## GIVEN REQUEST 1:
For each statement, (a), (b) and (c), state whether it agrees with the reader's letter. Answer yes or no, and quote the deciding words of the letter. (a) The writer spent the first thirty-three years of life in India. (b) The writer has already written a book about the years in Germany. (c) The silences in the book came at times when the writer also felt devastated.
## GIVEN REQUEST 2:
Extend the reader's letter, starting after its final sentence.

Those times of silence in the book were times when I also felt
devastated. The Hindu Muslim riots in Mumbai, the Babri Masjid, the
attacks in Mumbai, the lost scientists after centuries of research
and discovery left me speechless as well. Speechless and furious,I
felt as if my wholesome world was being ripped apart.Which is why I
am glad that your silence was also coupled with reverence when
standing in front of the statue in Cordorba, or in front of Rumi's
grave, healing experiences.
Your book helped me to wrap up and let go of the first half of my life
spent in India. My first thirty three years. In December I will have
completed thirty three years in Germany. Amazing years in every
aspect. I wish I had your talent to write a book about those years.

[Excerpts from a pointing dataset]
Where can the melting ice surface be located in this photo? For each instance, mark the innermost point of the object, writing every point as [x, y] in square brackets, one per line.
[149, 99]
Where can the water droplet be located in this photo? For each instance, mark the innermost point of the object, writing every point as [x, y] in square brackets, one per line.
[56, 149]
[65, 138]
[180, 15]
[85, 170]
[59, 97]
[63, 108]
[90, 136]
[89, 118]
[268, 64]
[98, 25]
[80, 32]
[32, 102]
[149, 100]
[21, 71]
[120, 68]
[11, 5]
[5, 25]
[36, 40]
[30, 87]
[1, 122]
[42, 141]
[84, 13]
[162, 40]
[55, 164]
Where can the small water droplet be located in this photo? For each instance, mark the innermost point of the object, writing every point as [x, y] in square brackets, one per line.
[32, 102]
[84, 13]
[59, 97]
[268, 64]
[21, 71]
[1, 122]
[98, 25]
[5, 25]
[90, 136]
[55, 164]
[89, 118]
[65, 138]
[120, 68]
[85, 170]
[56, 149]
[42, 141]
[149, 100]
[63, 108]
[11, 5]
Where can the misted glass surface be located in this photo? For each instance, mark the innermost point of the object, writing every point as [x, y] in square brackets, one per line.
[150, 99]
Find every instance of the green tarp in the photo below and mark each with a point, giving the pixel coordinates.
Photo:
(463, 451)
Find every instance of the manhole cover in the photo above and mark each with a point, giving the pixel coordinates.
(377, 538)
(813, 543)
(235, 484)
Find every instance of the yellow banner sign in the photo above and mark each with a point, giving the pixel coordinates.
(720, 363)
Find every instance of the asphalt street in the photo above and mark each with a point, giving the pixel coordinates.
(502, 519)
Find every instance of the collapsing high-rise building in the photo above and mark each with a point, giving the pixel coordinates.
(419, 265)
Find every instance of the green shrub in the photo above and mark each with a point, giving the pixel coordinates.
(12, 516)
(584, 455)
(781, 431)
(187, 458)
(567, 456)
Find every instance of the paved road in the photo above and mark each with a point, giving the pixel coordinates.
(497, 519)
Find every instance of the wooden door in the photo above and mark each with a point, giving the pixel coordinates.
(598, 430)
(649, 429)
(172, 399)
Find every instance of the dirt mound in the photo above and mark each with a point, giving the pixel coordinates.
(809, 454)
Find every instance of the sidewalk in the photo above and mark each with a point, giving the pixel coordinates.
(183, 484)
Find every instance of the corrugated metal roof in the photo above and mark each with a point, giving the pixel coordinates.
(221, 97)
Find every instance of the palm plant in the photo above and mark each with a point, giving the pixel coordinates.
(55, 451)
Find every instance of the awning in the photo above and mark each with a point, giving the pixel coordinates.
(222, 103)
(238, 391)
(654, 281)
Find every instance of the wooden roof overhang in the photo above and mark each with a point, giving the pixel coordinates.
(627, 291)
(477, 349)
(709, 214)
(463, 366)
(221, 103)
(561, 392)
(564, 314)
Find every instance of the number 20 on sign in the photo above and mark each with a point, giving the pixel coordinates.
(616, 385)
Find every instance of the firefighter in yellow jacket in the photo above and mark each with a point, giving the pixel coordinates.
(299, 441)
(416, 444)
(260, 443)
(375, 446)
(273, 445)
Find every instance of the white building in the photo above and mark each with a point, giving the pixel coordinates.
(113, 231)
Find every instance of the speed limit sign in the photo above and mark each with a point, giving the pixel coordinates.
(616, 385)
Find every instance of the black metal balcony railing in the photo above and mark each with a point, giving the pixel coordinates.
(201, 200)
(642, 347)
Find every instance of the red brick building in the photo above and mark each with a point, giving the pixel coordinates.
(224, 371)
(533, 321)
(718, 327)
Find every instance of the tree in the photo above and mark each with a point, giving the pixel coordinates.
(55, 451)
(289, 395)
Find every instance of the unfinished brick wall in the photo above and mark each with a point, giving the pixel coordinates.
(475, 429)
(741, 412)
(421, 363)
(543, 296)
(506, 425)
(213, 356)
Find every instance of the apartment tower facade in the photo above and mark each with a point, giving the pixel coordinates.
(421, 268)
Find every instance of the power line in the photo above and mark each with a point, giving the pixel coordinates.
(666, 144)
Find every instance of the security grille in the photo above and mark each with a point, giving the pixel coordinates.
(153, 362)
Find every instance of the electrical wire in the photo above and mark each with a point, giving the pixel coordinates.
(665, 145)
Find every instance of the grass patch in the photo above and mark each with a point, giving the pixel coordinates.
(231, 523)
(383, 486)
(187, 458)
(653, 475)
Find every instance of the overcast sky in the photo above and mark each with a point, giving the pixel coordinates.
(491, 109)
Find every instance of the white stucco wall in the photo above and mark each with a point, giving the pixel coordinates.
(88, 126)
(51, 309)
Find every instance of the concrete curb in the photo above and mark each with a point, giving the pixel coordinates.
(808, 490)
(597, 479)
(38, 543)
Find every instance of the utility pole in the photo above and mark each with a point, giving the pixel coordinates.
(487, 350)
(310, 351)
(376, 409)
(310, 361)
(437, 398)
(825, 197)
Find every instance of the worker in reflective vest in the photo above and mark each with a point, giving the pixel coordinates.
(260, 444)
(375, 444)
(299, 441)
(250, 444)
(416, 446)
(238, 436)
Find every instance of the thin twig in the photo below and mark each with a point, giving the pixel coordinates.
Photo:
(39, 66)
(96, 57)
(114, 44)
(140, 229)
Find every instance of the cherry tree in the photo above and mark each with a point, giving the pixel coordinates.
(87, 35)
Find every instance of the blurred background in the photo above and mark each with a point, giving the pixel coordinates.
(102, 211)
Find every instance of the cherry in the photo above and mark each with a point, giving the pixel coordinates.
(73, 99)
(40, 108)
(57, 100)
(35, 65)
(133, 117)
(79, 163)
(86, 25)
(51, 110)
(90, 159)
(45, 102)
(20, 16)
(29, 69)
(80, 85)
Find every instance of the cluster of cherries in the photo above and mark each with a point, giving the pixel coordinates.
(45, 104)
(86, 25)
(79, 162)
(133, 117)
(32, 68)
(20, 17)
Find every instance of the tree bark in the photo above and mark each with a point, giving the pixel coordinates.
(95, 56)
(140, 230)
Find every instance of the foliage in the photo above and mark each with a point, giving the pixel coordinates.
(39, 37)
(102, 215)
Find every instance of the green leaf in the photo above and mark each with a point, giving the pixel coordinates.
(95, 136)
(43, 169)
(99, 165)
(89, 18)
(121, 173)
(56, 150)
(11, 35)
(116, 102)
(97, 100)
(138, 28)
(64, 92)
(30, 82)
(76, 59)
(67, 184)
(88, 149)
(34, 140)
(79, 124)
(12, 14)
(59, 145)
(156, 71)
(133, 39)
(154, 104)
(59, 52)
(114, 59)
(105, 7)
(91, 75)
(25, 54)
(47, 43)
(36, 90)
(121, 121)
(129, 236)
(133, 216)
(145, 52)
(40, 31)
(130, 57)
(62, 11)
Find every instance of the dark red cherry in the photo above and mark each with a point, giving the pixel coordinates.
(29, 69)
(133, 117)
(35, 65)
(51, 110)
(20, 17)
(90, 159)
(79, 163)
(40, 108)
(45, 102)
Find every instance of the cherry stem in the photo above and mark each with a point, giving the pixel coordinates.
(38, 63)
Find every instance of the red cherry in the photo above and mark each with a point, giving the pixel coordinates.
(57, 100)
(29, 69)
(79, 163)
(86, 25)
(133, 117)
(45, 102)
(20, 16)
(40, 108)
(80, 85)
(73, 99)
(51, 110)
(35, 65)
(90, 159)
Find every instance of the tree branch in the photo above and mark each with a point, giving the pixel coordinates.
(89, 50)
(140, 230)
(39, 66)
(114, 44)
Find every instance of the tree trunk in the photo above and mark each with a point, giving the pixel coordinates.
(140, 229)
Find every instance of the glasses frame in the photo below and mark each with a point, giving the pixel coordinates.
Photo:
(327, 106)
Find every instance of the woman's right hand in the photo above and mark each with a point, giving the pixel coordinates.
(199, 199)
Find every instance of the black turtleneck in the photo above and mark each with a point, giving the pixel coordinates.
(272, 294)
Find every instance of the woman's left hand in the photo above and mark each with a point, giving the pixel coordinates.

## TASK OUTPUT 1:
(a) Yes: "the first half of my life spent in India. My first thirty three years."
(b) No: "I wish I had your talent to write a book about those years."
(c) Yes: "Those times of silence in the book were times when I also felt devastated."

## TASK OUTPUT 2:
It is strange perhaps, but in the last analysis, my thoughts in
connection with the book are to do with being glad we are on this
planet at the same time. I have always learnt much from Jennifer and
your book taught me a lot as well. You both seem to have been aware
politically and sociologically well before most people of our age. In
comparison I was hopelessly directionless..
Saeed, I am waiting eagerly to read your next book. I am thoroughly
glad it is being written if only for the simple reason that it might
contribute to changing western smugness. I heard on the BBC recently
that as students in England began hearing about those times they have
been looking at their oriental colleagues with some more respect in
their eyes.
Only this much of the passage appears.